### About this task
Give the records below again, exactly as they appear.

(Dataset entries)
-------

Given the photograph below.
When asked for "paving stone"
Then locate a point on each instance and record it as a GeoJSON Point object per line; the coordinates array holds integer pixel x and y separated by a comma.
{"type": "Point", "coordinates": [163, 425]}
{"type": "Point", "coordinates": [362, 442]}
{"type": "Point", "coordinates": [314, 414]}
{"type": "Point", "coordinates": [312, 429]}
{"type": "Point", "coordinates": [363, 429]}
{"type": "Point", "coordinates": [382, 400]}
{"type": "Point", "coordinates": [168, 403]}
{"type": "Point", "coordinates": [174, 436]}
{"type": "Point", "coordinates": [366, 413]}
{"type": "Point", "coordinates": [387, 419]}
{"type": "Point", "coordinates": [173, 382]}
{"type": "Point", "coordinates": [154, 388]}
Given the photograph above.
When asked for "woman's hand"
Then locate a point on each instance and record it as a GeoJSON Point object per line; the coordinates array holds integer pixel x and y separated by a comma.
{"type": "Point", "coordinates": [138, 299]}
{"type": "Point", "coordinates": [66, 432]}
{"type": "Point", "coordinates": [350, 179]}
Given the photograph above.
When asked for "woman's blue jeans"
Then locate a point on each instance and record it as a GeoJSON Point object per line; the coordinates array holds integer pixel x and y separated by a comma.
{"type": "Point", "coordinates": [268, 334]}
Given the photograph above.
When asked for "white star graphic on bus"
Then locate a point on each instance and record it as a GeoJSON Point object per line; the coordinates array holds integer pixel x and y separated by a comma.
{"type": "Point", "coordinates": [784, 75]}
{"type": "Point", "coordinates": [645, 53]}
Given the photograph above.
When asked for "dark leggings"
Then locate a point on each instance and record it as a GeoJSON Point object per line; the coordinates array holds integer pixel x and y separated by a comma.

-------

### Exercise result
Given the photograph below.
When asked for "paving stone"
Then locate a point on each instance and record it as a GeoJSON Point object per line; the coordinates array holds integer pixel x and y separated by a comma.
{"type": "Point", "coordinates": [163, 425]}
{"type": "Point", "coordinates": [362, 442]}
{"type": "Point", "coordinates": [314, 414]}
{"type": "Point", "coordinates": [312, 429]}
{"type": "Point", "coordinates": [363, 429]}
{"type": "Point", "coordinates": [382, 400]}
{"type": "Point", "coordinates": [168, 403]}
{"type": "Point", "coordinates": [174, 436]}
{"type": "Point", "coordinates": [366, 413]}
{"type": "Point", "coordinates": [387, 419]}
{"type": "Point", "coordinates": [173, 382]}
{"type": "Point", "coordinates": [154, 388]}
Given the photograph above.
When asked for "woman's hand"
Then locate a point on each instance and record it as a GeoJSON Point object per line; the coordinates array holds integer pixel x and y separated by a comma.
{"type": "Point", "coordinates": [138, 299]}
{"type": "Point", "coordinates": [66, 432]}
{"type": "Point", "coordinates": [350, 179]}
Given the photograph above.
When asked for "woman's blue jeans"
Then locate a point on each instance and record it as a GeoJSON Point object per line; the coordinates array holds integer pixel x and y separated by a comma.
{"type": "Point", "coordinates": [268, 334]}
Given the photograph above.
When asked for "white star graphic on bus"
Then locate a point on each instance and record it as a GeoJSON Point object per line; the coordinates array holds integer pixel x and y separated by a comma.
{"type": "Point", "coordinates": [784, 75]}
{"type": "Point", "coordinates": [645, 53]}
Given the photograph above.
When asked for "dark leggings"
Then locate a point on each instance and record it as a GeoJSON Point object per line; the coordinates array holds integer pixel x and y separated by a comma.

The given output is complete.